Brief: Find where "the bird's eye" occurs in the data below, and retype that line and every later line exactly.

Data for analysis:
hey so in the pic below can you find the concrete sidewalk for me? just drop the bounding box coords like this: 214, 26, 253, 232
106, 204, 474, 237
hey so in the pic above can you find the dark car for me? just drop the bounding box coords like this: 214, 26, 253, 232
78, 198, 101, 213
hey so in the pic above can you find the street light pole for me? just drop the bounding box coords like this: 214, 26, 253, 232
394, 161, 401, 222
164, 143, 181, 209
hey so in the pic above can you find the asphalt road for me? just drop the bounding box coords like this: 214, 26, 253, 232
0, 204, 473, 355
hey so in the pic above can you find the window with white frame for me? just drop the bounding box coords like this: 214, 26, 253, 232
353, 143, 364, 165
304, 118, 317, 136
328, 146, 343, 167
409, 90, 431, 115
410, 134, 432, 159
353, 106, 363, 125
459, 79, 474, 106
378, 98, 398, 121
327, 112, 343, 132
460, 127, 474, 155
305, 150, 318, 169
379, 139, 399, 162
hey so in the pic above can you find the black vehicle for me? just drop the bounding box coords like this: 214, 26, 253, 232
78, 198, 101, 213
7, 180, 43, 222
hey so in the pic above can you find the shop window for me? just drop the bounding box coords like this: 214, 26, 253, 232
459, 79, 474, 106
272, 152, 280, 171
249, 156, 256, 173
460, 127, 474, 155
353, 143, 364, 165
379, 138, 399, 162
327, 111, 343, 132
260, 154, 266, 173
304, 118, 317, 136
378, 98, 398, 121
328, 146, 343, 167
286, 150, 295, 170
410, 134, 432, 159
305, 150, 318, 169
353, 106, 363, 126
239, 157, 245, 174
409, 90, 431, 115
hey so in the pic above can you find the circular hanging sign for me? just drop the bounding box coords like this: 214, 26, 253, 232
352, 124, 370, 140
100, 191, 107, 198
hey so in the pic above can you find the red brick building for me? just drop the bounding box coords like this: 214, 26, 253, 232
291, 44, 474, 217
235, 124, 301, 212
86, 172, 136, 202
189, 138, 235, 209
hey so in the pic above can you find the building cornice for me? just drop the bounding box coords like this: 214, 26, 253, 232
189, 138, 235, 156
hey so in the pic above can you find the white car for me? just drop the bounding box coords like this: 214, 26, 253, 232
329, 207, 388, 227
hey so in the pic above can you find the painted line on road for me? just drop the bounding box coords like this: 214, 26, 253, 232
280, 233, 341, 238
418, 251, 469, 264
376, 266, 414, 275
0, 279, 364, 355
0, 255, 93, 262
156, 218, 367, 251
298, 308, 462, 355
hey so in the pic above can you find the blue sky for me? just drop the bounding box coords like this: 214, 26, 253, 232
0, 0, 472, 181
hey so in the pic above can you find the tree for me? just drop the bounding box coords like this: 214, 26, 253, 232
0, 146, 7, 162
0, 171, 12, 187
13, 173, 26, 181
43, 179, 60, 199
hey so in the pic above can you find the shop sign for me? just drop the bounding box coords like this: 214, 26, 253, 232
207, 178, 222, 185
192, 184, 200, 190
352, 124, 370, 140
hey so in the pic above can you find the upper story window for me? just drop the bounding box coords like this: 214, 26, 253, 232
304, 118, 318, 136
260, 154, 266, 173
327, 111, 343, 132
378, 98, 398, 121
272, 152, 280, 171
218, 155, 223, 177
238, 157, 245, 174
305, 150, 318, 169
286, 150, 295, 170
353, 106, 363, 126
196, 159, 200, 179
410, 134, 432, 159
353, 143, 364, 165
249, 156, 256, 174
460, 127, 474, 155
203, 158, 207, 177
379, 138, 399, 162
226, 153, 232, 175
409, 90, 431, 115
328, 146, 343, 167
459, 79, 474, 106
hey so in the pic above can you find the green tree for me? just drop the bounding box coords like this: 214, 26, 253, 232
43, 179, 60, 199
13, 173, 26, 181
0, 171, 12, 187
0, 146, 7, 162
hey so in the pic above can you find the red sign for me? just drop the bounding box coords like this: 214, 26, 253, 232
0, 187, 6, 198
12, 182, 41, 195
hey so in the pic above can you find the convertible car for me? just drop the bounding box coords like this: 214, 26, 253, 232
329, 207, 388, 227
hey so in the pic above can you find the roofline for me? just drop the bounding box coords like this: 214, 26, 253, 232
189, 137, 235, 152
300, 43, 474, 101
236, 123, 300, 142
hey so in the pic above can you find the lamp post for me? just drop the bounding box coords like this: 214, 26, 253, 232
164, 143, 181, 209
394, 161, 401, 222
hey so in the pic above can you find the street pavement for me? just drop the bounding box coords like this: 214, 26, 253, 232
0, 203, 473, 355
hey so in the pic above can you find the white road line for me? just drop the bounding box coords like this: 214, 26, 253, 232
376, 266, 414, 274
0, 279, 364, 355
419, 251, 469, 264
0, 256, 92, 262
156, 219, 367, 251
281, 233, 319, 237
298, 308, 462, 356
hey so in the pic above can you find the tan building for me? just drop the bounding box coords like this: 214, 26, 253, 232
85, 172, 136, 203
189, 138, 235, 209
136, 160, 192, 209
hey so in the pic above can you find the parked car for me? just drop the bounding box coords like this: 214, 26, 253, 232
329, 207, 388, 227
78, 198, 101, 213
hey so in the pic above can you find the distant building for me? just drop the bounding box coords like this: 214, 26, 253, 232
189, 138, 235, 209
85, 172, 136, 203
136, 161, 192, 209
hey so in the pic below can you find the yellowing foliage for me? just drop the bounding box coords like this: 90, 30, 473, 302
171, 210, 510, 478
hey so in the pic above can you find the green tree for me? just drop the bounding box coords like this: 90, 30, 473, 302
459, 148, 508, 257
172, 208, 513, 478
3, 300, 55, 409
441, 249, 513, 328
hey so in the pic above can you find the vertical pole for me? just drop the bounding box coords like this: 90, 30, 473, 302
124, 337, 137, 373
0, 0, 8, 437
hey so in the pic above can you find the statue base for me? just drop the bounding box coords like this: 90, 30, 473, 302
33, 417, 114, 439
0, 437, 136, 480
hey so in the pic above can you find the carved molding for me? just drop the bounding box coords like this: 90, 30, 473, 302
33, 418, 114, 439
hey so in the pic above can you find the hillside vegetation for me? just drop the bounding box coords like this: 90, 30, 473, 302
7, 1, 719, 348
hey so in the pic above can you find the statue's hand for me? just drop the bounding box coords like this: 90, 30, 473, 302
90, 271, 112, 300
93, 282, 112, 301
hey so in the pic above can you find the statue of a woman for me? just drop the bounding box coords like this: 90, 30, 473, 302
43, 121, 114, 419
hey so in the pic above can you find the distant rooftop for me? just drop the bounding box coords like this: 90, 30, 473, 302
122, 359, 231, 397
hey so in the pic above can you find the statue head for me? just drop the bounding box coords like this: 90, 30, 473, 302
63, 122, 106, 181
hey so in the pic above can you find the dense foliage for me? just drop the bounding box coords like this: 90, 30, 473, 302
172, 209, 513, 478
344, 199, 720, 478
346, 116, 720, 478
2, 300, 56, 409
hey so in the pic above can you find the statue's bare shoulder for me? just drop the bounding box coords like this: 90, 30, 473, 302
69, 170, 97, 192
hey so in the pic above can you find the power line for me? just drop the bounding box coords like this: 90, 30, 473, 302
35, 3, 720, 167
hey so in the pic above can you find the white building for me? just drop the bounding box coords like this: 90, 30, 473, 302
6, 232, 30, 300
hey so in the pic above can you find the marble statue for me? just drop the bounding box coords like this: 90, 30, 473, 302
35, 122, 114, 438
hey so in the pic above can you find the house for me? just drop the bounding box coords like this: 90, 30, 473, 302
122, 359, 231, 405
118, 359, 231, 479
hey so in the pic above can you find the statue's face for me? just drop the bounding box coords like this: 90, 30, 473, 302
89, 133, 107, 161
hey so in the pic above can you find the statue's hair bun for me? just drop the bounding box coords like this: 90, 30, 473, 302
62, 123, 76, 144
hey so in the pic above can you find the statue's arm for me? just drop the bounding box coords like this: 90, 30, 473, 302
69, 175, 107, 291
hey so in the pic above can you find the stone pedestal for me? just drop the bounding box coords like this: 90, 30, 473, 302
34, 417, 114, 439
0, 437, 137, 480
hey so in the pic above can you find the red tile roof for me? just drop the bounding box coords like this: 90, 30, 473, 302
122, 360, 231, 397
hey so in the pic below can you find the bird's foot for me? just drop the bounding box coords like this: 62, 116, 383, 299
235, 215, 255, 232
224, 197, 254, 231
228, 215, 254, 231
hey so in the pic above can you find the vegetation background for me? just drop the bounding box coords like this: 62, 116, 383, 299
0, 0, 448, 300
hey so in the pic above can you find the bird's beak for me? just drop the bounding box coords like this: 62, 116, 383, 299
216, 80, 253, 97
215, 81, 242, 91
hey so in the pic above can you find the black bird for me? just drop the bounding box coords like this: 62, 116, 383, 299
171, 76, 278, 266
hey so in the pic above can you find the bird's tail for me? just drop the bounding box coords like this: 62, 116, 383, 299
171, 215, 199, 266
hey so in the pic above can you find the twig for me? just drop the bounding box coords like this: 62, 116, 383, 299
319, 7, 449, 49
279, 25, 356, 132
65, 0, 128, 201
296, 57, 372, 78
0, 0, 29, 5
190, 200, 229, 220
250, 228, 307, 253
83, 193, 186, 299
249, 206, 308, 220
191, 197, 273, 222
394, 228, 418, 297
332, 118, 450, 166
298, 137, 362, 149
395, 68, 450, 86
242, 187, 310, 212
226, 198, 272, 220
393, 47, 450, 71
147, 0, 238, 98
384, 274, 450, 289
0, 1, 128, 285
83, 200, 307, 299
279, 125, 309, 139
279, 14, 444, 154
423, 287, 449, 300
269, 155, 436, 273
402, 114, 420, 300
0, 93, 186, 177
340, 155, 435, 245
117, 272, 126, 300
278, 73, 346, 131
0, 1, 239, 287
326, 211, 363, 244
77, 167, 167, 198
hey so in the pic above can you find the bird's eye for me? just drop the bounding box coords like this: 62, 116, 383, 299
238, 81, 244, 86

Completed exercise:
hey so in the pic above can you find the bird's eye for me? just drop the bounding box coords like this: 62, 116, 383, 299
238, 81, 244, 86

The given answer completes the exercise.